REQUIRED WORK = Read through the entries below and copy each line where "hole" turns up.

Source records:
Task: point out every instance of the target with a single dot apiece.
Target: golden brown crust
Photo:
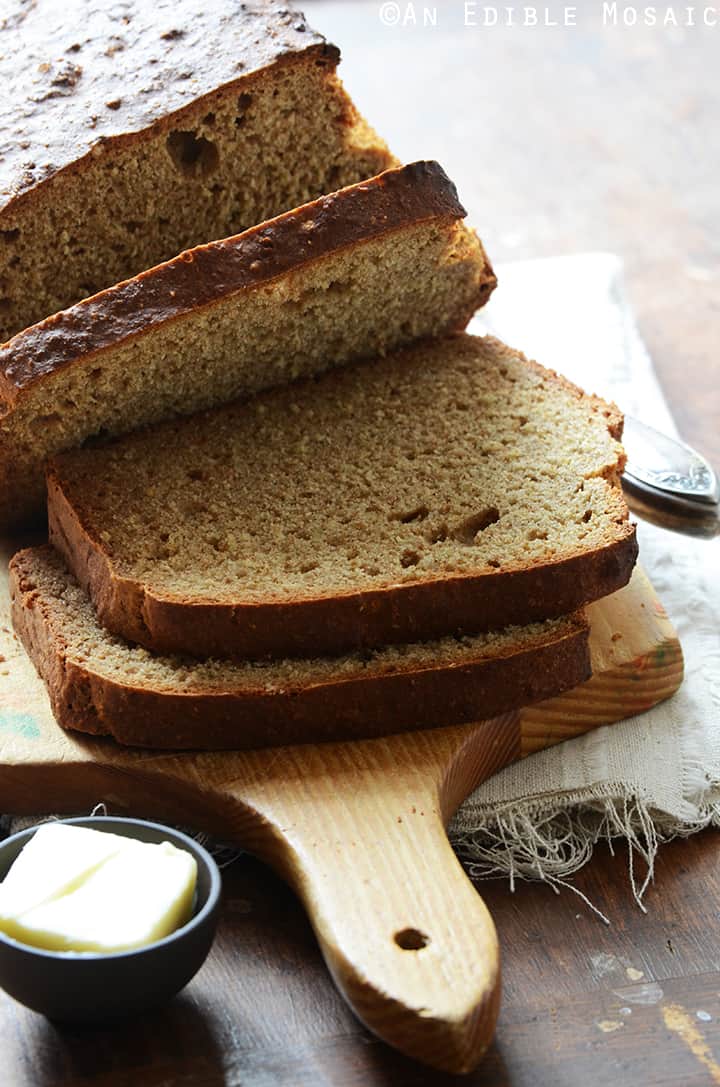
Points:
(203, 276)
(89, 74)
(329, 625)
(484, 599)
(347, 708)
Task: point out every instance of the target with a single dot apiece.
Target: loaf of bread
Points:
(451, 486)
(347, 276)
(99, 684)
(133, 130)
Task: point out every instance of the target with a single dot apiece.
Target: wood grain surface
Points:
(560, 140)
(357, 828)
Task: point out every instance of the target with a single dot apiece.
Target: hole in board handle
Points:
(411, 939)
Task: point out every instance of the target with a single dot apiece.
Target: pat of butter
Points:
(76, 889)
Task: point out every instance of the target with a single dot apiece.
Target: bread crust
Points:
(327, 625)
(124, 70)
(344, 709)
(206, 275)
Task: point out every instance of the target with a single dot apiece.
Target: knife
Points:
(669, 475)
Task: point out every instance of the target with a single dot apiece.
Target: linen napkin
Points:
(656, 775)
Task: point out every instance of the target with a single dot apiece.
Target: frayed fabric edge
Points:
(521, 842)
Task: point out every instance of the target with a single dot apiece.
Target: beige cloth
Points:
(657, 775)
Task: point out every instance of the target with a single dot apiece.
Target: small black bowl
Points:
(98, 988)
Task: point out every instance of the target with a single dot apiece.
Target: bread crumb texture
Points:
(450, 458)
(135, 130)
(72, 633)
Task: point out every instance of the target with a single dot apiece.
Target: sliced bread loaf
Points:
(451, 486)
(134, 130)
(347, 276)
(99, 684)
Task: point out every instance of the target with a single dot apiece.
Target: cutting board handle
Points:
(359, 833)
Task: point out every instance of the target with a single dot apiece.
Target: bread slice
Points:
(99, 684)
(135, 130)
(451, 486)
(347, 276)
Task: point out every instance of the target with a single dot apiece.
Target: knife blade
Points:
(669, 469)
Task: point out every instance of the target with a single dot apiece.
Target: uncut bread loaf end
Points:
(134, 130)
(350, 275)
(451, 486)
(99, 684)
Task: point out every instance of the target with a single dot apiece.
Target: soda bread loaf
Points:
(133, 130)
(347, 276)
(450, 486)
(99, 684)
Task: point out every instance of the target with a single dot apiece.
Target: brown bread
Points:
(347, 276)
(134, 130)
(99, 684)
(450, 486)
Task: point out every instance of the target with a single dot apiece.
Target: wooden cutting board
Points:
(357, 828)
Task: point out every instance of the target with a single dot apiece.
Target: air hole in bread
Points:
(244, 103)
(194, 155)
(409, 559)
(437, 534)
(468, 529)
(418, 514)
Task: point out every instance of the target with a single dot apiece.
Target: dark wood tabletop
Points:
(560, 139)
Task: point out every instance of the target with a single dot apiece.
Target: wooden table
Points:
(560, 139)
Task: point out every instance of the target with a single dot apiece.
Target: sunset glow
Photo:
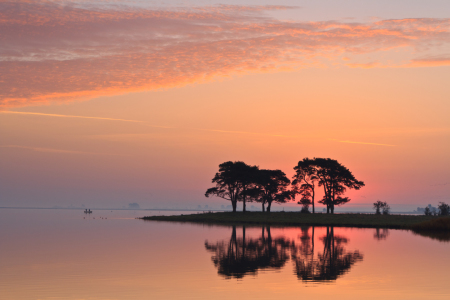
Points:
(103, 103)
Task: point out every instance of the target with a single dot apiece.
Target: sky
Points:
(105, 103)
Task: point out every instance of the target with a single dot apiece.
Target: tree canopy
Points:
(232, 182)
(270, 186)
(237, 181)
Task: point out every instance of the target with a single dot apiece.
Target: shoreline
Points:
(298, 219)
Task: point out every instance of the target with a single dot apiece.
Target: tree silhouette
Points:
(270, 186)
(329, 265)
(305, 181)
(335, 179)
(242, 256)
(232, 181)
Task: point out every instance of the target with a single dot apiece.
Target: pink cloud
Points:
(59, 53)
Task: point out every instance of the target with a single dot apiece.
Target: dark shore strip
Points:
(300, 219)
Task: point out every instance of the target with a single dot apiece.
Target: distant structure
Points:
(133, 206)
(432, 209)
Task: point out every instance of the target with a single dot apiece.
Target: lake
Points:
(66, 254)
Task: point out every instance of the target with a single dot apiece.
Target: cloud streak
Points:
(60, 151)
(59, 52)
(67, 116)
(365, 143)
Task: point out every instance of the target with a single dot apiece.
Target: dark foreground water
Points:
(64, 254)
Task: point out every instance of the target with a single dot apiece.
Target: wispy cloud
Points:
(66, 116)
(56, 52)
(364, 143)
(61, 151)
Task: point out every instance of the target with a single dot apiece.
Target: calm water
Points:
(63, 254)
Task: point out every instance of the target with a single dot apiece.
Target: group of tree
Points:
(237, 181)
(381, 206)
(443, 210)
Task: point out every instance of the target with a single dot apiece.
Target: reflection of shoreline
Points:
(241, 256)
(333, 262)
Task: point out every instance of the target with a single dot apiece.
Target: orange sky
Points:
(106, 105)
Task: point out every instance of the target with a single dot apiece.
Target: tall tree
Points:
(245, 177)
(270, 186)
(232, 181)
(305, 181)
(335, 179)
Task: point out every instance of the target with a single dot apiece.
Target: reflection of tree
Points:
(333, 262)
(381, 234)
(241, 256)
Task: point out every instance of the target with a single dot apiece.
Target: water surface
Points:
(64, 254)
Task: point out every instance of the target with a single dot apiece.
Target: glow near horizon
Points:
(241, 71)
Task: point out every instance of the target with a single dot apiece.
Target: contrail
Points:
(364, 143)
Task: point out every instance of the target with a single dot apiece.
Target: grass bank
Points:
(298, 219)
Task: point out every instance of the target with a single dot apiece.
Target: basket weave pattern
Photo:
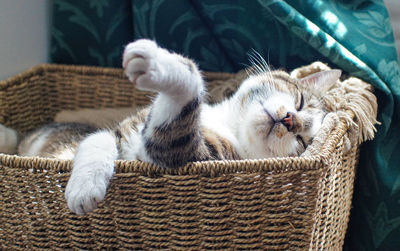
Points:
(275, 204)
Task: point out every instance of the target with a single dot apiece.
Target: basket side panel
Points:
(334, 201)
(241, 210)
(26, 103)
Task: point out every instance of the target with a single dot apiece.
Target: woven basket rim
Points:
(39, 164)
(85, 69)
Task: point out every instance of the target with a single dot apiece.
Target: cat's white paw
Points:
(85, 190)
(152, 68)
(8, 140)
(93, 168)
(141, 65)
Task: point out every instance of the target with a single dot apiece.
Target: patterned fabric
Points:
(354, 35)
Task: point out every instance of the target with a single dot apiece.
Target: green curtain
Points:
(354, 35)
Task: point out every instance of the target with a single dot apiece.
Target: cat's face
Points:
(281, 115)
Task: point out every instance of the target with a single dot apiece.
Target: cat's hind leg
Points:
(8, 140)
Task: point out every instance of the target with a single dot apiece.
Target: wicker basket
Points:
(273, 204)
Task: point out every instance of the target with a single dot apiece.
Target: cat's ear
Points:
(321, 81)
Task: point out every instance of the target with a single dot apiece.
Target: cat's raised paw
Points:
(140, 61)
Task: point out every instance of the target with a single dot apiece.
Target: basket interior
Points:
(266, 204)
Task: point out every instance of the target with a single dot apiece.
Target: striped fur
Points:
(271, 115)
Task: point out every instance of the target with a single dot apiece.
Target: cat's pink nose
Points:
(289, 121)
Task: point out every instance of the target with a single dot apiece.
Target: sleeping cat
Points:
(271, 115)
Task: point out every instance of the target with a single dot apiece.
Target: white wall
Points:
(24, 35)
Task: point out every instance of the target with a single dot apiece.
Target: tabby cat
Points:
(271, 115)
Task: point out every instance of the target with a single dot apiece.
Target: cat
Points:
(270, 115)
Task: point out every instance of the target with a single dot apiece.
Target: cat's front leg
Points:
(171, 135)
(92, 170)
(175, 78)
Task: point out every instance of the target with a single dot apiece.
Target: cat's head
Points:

EXERCISE SOLUTION =
Target: hole in board handle
Target: air hole in bread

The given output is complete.